Teosinte in Oaxaca, Mexico

Teosinte has been relocated in Oaxaca, Mexico after a lapse of 140 years. The Danish botanist Fredrick Liebmann collected 10,000 plants from 1840-43 while living in Pochutla in coastal Oaxaca. This town also happened to speak an archaic form of Danish because its founders two centuries before had been Danish sailors from an English privateer.

In his diary for October 1842, Liebmann writes of "over-looking the Pacific", and the locality of San Augustin on the herbarium label narrowed the search to the region of Coatlan or Loxicha in the Sierra of Miahuatlan. After more than 10 years of personal searching, teosinte has been recollected in two localities in Oaxaca.

The reason for the interest in relocating teosinte is that at Mitla, in the Oaxaca Valley, cave sites (2000 B.P.) have yielded beautifully preserved specimens of teosinte and maize x teosinte hybrids. This teosinte introgression profile is only 150 km away from the site of recovery of the prehistoric wild maize (7000 B.P.) at Tehuacan. Teosinte is not known from the Tehuacan remains nor is it found in that region. Therefore Oaxaca is the closest source for teosinte introgression observed in the Tehuacan specimens (3500-2300 B.P.).

Professors E. Hernandez-X. and T.A. Kato-Y. of the National School of Agriculture, Chapingo, Mexico have this last year discovered teosinte in San Francisco Honduras, 1150 m, on a recently opened logging road. This village is 5 km from San Pedro Juchatengo and the teosinte population covers approximately 15 sq km. Reportedly there are other populations up the Rio Miahuatlan, at least this is what the local inhabitants told me. The San Francisco Honduras population flowers in September and mature seed was ready in November. At San Francisco Honduras (settled by people from Honduras in the early part of the century) the slope is to the interior of Oaxaca. The vegetation was pine forest, now opened to seasonally dry cultivated hillsides with scattered pines/oaks.

The population at Loxicha, which used to be called San Augustin Loxicha, is a very small population of less than 2 sq kin at an elevation of 1200 m and indeed overlooking, from SW facing slopes, the blue Pacific Ocean 60 km away. This population differs seasonally from San Francisco Honduras and flowers two weeks later, in late September. Both habitats relate to those of the teosinte race Balsas in the neighboring State of Guerrero. Further study will be necessary to characterize the collection, but it is definitely not a Guatemalan type of teosinte, which had been previously thought based on the single Liebmann herbarium specimen. Professor T. Kato is currently studying the chromosome knob positions, which are a diagnostic feature separating the two types of teosinte.

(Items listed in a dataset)
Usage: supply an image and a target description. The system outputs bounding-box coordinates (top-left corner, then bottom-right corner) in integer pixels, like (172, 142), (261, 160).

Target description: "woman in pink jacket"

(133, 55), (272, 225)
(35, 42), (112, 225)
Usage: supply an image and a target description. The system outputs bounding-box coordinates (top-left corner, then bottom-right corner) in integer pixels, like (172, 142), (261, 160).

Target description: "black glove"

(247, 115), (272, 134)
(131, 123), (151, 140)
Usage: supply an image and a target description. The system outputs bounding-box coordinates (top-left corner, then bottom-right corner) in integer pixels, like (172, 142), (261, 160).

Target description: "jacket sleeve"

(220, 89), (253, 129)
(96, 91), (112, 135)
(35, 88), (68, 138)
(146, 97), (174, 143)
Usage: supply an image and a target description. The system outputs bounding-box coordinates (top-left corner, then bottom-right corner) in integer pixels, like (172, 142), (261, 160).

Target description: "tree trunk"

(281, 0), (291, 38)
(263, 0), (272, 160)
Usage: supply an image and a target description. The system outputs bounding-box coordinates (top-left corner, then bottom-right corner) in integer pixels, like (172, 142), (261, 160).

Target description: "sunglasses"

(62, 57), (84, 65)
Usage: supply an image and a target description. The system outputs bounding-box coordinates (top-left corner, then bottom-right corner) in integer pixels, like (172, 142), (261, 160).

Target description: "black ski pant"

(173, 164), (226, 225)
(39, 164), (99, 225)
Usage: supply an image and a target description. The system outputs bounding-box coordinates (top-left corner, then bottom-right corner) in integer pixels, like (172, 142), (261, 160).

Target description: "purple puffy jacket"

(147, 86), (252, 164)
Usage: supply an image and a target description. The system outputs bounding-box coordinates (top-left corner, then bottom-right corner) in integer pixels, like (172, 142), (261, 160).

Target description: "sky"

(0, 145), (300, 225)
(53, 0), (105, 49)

## WHAT TO PRODUCE
Edit the teosinte text from "In his diary" to "localities in Oaxaca." and give that part again, replacing "diary" with "journal".

## SOLUTION TO THIS EXERCISE
In his journal for October 1842, Liebmann writes of "over-looking the Pacific", and the locality of San Augustin on the herbarium label narrowed the search to the region of Coatlan or Loxicha in the Sierra of Miahuatlan. After more than 10 years of personal searching, teosinte has been recollected in two localities in Oaxaca.